### Work instructions
Exactly as shown below, retype every line of the data.

++++ Supplied data

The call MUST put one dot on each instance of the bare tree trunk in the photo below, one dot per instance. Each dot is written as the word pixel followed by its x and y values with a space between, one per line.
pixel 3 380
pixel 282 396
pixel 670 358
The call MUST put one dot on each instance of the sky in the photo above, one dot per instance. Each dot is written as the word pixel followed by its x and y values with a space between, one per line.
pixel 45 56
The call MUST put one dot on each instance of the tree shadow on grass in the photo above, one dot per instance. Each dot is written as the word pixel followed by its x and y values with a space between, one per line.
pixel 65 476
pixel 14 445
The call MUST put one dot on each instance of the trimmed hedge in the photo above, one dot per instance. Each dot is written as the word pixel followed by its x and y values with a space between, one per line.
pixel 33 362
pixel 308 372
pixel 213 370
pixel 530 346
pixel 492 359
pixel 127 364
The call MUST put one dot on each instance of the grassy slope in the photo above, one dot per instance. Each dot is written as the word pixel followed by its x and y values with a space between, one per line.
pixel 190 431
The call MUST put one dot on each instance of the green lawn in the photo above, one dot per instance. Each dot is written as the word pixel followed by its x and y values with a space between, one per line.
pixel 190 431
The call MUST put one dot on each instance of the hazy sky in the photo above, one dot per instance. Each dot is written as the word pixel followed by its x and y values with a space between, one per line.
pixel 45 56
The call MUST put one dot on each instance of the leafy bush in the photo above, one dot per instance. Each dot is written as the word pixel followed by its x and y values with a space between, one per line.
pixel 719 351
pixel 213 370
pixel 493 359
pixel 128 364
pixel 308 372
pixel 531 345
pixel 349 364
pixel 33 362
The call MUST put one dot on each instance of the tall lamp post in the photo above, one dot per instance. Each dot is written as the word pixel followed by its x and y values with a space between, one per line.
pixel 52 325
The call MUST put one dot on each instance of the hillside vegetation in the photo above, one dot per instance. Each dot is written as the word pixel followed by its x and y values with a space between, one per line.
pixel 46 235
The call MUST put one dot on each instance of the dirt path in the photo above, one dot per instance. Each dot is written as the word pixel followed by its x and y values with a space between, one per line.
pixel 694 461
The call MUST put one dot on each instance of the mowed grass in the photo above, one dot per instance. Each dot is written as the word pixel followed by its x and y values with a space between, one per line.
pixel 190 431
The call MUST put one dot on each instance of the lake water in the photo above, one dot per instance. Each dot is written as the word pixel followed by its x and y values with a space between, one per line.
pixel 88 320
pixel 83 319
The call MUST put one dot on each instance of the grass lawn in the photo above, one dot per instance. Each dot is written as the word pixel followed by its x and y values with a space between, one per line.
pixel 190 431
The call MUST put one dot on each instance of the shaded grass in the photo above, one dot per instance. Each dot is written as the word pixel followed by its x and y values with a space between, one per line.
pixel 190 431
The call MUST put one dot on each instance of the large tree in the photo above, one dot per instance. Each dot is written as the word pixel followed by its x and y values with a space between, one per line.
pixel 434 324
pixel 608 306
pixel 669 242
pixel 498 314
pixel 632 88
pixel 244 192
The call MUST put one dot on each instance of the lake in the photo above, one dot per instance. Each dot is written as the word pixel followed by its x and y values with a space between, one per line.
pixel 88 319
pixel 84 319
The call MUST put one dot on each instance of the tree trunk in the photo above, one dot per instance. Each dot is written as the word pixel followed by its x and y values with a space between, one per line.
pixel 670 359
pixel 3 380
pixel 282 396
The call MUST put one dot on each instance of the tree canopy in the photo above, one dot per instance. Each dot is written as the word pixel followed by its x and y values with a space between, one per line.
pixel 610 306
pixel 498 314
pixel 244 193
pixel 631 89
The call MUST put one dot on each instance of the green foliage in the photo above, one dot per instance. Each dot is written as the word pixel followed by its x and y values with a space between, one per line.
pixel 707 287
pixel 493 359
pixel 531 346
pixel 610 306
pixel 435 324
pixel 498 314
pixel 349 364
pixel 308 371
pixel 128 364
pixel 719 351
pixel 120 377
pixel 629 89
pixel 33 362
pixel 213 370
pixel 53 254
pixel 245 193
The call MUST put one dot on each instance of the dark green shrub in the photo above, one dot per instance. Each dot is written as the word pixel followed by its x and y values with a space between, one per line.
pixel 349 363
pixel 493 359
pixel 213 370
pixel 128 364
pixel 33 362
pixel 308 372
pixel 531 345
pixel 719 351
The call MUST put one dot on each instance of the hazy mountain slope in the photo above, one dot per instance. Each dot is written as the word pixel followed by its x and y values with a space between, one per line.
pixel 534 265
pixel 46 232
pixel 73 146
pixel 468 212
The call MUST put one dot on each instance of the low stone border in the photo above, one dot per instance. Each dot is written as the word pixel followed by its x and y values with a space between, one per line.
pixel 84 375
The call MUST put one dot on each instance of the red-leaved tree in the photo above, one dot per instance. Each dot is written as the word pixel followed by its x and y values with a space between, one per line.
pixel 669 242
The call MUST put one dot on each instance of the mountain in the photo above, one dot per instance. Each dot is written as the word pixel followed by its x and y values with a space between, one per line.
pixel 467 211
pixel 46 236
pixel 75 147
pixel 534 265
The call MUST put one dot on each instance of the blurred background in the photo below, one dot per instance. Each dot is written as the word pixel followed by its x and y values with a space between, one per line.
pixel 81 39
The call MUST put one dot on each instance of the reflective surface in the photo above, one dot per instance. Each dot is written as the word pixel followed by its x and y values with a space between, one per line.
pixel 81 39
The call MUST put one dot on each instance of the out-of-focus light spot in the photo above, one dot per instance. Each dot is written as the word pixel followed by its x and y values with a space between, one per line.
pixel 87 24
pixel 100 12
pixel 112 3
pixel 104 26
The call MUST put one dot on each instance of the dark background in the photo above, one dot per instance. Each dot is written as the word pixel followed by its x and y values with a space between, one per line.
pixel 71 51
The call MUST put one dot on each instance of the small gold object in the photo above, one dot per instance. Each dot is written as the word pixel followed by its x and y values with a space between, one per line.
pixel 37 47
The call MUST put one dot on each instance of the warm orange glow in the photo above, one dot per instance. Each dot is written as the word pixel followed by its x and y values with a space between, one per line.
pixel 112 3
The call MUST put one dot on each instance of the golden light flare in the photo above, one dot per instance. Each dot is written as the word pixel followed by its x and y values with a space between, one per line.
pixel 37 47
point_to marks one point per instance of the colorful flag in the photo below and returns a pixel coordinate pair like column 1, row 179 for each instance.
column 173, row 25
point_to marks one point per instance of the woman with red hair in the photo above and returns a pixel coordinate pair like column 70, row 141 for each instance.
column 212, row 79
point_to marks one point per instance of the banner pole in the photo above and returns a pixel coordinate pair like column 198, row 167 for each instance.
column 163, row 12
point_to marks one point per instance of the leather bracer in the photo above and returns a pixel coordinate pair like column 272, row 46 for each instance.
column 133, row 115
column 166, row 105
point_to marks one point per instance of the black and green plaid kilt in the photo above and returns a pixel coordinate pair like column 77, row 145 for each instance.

++++++++

### Answer for the task
The call MUST put one dot on each instance of the bare tree trunk in the photo below, one dot per instance. Each dot is written as the word pixel followed by its x and y values with a space between, one per line.
pixel 3 380
pixel 282 396
pixel 670 358
The call MUST put one dot on each instance of the sky in the photo above, one dot per instance. Each dot is written as the word pixel followed by its x and y values with a space between, one per line.
pixel 45 56
The call MUST put one dot on each instance of the tree shadow on grass in the photo above, one dot per instance. Each dot is written as the word pixel followed by its x and y values with a space between, one per line.
pixel 65 476
pixel 14 445
The call MUST put one dot on each instance of the trimmed hedge in the photo above, one dot per instance. Each dot is written as the word pixel followed by its x and y values with a space between, one per line.
pixel 33 362
pixel 308 372
pixel 213 370
pixel 530 346
pixel 492 359
pixel 127 364
The call MUST put one dot on each instance of the grassy slope in the photo above, one dot per instance. Each dot is written as the word pixel followed by its x and y values with a space between, one per line.
pixel 190 431
The call MUST put one dot on each instance of the green lawn in the photo above, one dot per instance. Each dot is written as the word pixel followed by its x and y values with a space between, one per line.
pixel 190 431
The call MUST put one dot on each instance of the hazy sky in the photo above, one dot per instance. Each dot is written as the word pixel followed by its x and y values with a space between, one per line.
pixel 45 56
The call MUST put one dot on each instance of the leafy bush in the photo above, one dot per instance. Each dot is written as the word pixel followed by its x and y values with a space between, one per line.
pixel 719 351
pixel 213 370
pixel 493 359
pixel 128 364
pixel 308 372
pixel 531 345
pixel 349 364
pixel 33 362
The call MUST put one dot on each instance of the tall lamp post in the photo above, one dot per instance. Each dot is written as the word pixel followed by its x and y values with a space between, one per line.
pixel 52 325
The call MUST put one dot on each instance of the hillside vegetation in the photo above, one dot per instance. Each dot is written as the word pixel followed by its x and y values with a space between, one per line.
pixel 46 235
The call MUST put one dot on each instance of the dirt path in the photo above, one dot per instance. Each dot is written as the word pixel followed by its x and y values with a space between, one per line.
pixel 694 461
The call MUST put one dot on each instance of the mowed grass in the photo above, one dot per instance. Each dot is written as the word pixel followed by its x and y values with a space between, one per line.
pixel 190 431
The call MUST put one dot on each instance of the lake water in the photo above, one dot per instance. Each dot is written as the word pixel followed by its x and y values with a space between, one per line.
pixel 88 320
pixel 83 319
The call MUST put one dot on each instance of the grass lawn in the photo above, one dot per instance. Each dot is written as the word pixel followed by its x and y values with a space between, one per line.
pixel 190 431
The call MUST put one dot on each instance of the shaded grass in the photo above, one dot per instance. Each dot is written as the word pixel followed by its x and y values with a space between, one per line.
pixel 190 431
The call MUST put one dot on each instance of the large tree in the photo above, one dot per instance. Each dot is written as the word pixel followed by its x and y values with a space between, one per line.
pixel 434 324
pixel 608 306
pixel 669 242
pixel 498 314
pixel 632 88
pixel 244 192
The call MUST put one dot on each instance of the lake in the photo above, one dot per instance. Each dot is written as the word pixel followed by its x and y values with a space between, one per line.
pixel 88 319
pixel 84 319
The call MUST put one dot on each instance of the tree trunk in the photo above, one dot per instance. Each dot is written as the word pixel followed by its x and y values with a space between, one per line.
pixel 670 359
pixel 3 380
pixel 282 396
The call MUST put one dot on each instance of the tree canopy in the photo above, one dot per instance. Each dot is written as the word pixel followed by its x and y values with a space between, one per line.
pixel 610 306
pixel 498 314
pixel 244 193
pixel 631 89
The call MUST put one dot on each instance of the green foliage in the photo above, one dot per instance. Each dot is written as the word pixel followed by its x and y values with a space between, one per line.
pixel 707 287
pixel 493 359
pixel 531 346
pixel 610 306
pixel 435 324
pixel 498 314
pixel 349 364
pixel 308 371
pixel 128 364
pixel 719 351
pixel 120 377
pixel 629 89
pixel 33 362
pixel 213 370
pixel 53 254
pixel 245 193
The call MUST put one dot on each instance of the dark green shrub in the photo above, one dot per instance. Each dot is written as the word pixel followed by its x and y values with a space between, one per line.
pixel 349 363
pixel 493 359
pixel 213 370
pixel 128 364
pixel 33 362
pixel 308 372
pixel 531 345
pixel 719 351
The call MUST put one dot on each instance of the hazy mountain slope in the photo above, one dot per instance. Each dot is written as the word pixel followed by its x and y values with a space between, one per line.
pixel 534 265
pixel 46 232
pixel 73 146
pixel 468 212
The call MUST put one dot on each instance of the low stone border in the photo above, one dot per instance. Each dot is written as the word pixel followed by its x and y values with a space between, one per line.
pixel 84 375
The call MUST put one dot on each instance of the red-leaved tree in the photo above, one dot per instance. Each dot is written as the word pixel followed by its x and y values with a space between, one per line.
pixel 669 242
The call MUST put one dot on each instance of the mountain in the photo above, one dot per instance. Each dot is written as the word pixel followed by its x and y values with a space between, one per line.
pixel 467 211
pixel 46 236
pixel 75 147
pixel 534 265
The call MUST put one dot on each instance of the blurred background in the photo below, one dot per instance. Each dot is written as the word pixel followed by its x and y values with a space between, one per line.
pixel 81 39
The call MUST put one dot on each instance of the reflective surface in the photo above, one dot per instance. Each dot is written as the word pixel followed by its x and y values with a space between, one per line.
pixel 81 39
The call MUST put one dot on each instance of the out-of-focus light spot in the photo above, one dot per instance. Each dot is written as the word pixel followed by its x and y values with a space between, one per line.
pixel 87 24
pixel 100 12
pixel 112 3
pixel 104 26
The call MUST put one dot on each instance of the dark background in the photo above, one dot per instance. Each dot is written as the word pixel followed by its x and y values with a space between, one per line.
pixel 71 51
The call MUST put one dot on each instance of the small gold object in the photo above, one dot per instance. Each dot is written as the word pixel followed by its x and y values with a space between, one per line.
pixel 37 47
The call MUST put one dot on each instance of the warm orange glow in the photo above, one dot per instance. Each dot is written as the word pixel followed by its x and y values with a space between, one per line.
pixel 112 3
The call MUST put one dot on each instance of the golden light flare in the photo above, one dot per instance. Each dot is written as the word pixel followed by its x and y values with a space between, one per line.
pixel 37 47
point_to marks one point per instance of the colorful flag in the photo below and returns a pixel coordinate pair like column 1, row 179 for each instance.
column 173, row 25
point_to marks one point per instance of the woman with red hair in the photo above and returns a pixel coordinate pair like column 70, row 141 for each instance.
column 212, row 79
point_to marks one point per instance of the banner pole in the photo above and returns a pixel coordinate pair like column 198, row 167 for each instance.
column 163, row 12
point_to marks one point per instance of the leather bracer in the photo above and returns a pixel coordinate pair like column 272, row 46 for each instance.
column 133, row 115
column 166, row 105
point_to marks one point per instance of the black and green plaid kilt in the photo above and returns a pixel coordinate pair like column 77, row 145 for each instance.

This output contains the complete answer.